==== Given entries ====

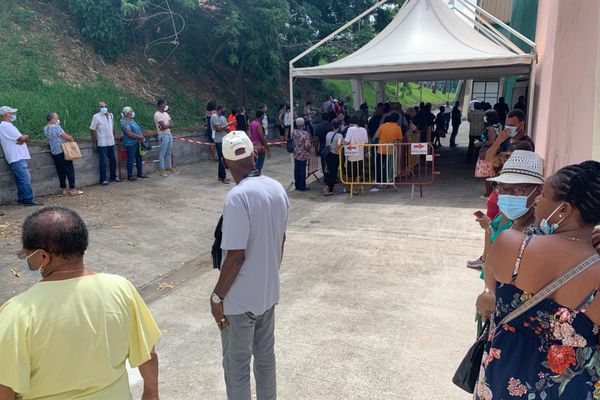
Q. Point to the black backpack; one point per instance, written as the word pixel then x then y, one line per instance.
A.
pixel 216 252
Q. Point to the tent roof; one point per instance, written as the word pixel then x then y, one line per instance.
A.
pixel 425 41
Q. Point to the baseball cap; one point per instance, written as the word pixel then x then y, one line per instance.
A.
pixel 6 110
pixel 522 167
pixel 234 142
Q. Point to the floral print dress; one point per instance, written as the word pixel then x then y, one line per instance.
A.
pixel 550 352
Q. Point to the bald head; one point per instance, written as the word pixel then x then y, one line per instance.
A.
pixel 58 230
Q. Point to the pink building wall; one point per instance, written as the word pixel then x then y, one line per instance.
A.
pixel 566 91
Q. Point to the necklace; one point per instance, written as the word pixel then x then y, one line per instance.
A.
pixel 571 238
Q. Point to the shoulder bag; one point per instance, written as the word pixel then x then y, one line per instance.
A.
pixel 467 373
pixel 71 151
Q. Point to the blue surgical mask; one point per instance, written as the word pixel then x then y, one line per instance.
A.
pixel 548 228
pixel 36 273
pixel 514 207
pixel 512 130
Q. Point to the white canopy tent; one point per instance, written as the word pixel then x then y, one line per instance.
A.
pixel 428 40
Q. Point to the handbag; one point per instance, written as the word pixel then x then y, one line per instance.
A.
pixel 467 372
pixel 71 151
pixel 327 148
pixel 216 252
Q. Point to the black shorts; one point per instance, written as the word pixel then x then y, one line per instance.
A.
pixel 355 169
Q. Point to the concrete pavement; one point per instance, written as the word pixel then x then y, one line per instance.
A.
pixel 376 300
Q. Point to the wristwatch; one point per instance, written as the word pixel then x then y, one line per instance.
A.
pixel 216 299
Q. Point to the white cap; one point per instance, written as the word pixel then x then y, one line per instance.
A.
pixel 234 142
pixel 522 167
pixel 6 110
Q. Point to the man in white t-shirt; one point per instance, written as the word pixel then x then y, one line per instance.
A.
pixel 16 154
pixel 265 121
pixel 356 137
pixel 163 127
pixel 103 137
pixel 243 302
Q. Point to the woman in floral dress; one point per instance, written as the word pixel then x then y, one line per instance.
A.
pixel 552 351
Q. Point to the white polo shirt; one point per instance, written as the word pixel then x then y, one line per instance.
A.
pixel 8 139
pixel 255 219
pixel 103 125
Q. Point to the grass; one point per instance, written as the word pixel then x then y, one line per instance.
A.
pixel 343 89
pixel 31 82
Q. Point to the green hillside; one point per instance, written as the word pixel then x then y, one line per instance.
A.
pixel 412 96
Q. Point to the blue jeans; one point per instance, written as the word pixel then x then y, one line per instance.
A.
pixel 222 174
pixel 23 181
pixel 103 153
pixel 133 154
pixel 260 161
pixel 300 174
pixel 166 146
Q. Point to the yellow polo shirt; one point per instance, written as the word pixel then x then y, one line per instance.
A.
pixel 70 339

====

**Instructions to follow**
Find the lines above that contain the word "white" and copy each one.

**Output of the task**
Q. Point to the white canopy tent; one point per instance, written as the word pixel then x then y, one line per instance.
Q. Point to the white cap; one point per instance, written as the word pixel then x then y, one line per instance.
Q. Point to the man in white t-shirt; one point per instance, written as the word pixel then x then y, one line per instance.
Q. Point to the white polo shirt; one point per instance, written as the word pixel then x then y, one line per instance.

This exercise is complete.